═══ Çıkarılan metin

25.07.2014 / Karadeniz Tükenmedikçe İstanbul'un Su Sorunu Yoktur
Prof. Dr. Tolga Yarman’a göre İstanbul’un su sorununa çözüm “Karadeniz”de. Projesi 1990’da uygulamaya geçmiş. “İSKİ”ye soruyor: Bu proje varken baraj gölleri neden kurumaya bırakıldı?
“İSKİ” verilerine göre, İstanbul’un su ihtiyacını karşılayan barajlarda doluluk oranı günbegün azalıyor. Uzmanların görüşü kentin gelecek günlerde su sıkıntısı yaşayacağı yönünde. Nükleer Mühendisi Prof. Dr. Tolga Yarman ise yanı başımızdaki “Karadeniz”in çözüm olduğunu söylüyor.

══════

--- Görev 1 ---
İstanbul'un su sorunu üzerine olan metinde "25.07.2014 / Karadeniz" sözlerinden başlayıp "çözüm olduğunu söylüyor." sözlerine kadar, bunlar da dahil olmak üzere, olan bölümü aynen geri ver.
--- Görev 2 ---
İstanbul'un su sorunu üzerine olan metni kaldığı yerden sürdür.

═══ Çıkarılan bilgiler

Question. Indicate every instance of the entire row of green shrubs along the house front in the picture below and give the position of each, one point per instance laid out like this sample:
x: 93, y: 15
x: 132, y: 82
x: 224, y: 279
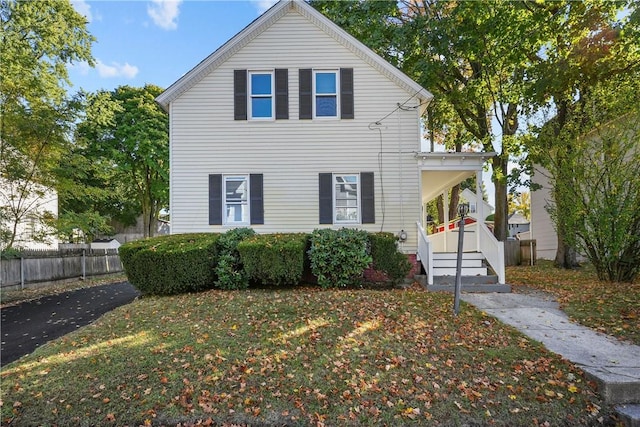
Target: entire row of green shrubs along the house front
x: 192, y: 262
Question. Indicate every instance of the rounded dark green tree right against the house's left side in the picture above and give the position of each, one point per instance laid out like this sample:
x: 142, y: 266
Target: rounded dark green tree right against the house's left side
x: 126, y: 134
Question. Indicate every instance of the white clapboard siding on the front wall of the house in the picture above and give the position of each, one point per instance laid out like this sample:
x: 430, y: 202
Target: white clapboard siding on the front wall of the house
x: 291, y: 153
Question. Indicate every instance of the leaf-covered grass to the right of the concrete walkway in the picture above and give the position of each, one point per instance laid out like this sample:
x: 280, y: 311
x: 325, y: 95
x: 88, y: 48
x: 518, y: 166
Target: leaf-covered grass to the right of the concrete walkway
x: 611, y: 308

══════

--- Alıştırma cevabı 1 ---
25.07.2014 / Karadeniz Tükenmedikçe İstanbul'un Su Sorunu Yoktur
Prof. Dr. Tolga Yarman’a göre İstanbul’un su sorununa çözüm “Karadeniz”de. Projesi 1990’da uygulamaya geçmiş. “İSKİ”ye soruyor: Bu proje varken baraj gölleri neden kurumaya bırakıldı?
“İSKİ” verilerine göre, İstanbul’un su ihtiyacını karşılayan barajlarda doluluk oranı günbegün azalıyor. Uzmanların görüşü kentin gelecek günlerde su sıkıntısı yaşayacağı yönünde. Nükleer Mühendisi Prof. Dr. Tolga Yarman ise yanı başımızdaki “Karadeniz”in çözüm olduğunu söylüyor.

--- Alıştırma cevabı 2 ---
Hatta 1990 yılında hazırlayıp sunduğu proje dönemin yetkilileri tarafından uygulamaya konulmuş. Projenin amacı kullanılan suyun tuzluluk derecesini denetleyerek, “Karadeniz”den “Terkos”a, keza “Darlık Barajı”na su basarak tedarik etmek. Dönemin müteaahhitlik boyutundaki uygulayıcısı Yüksek Mühendis Eser Tümen Yarman’a, “Yahu o çözüm mü olur, bu çözüm mü olur diye milyarlarca lira para bozduk, araştırmalar yaptık, ama hiçbirimiz bu şıklıkta, ucuzlukta ve kolay kullanılabilir, bir çözüm düşünemedik” diye konuşmuş. Tolga Yarman, ise halen işler ve yürürlükte olan bu proje varken baraj göllerinin neden kurumaya bırakıldığını ve İstanbul’a, “tasa pompalandığını” merak ediyor. Yetkililerden açıklama bekliyor. “Karadeniz tükenmedikçe İstanbul’un su sorunu yoktur” diyen Yarman’la projesi hakkında söyleşi yaptık.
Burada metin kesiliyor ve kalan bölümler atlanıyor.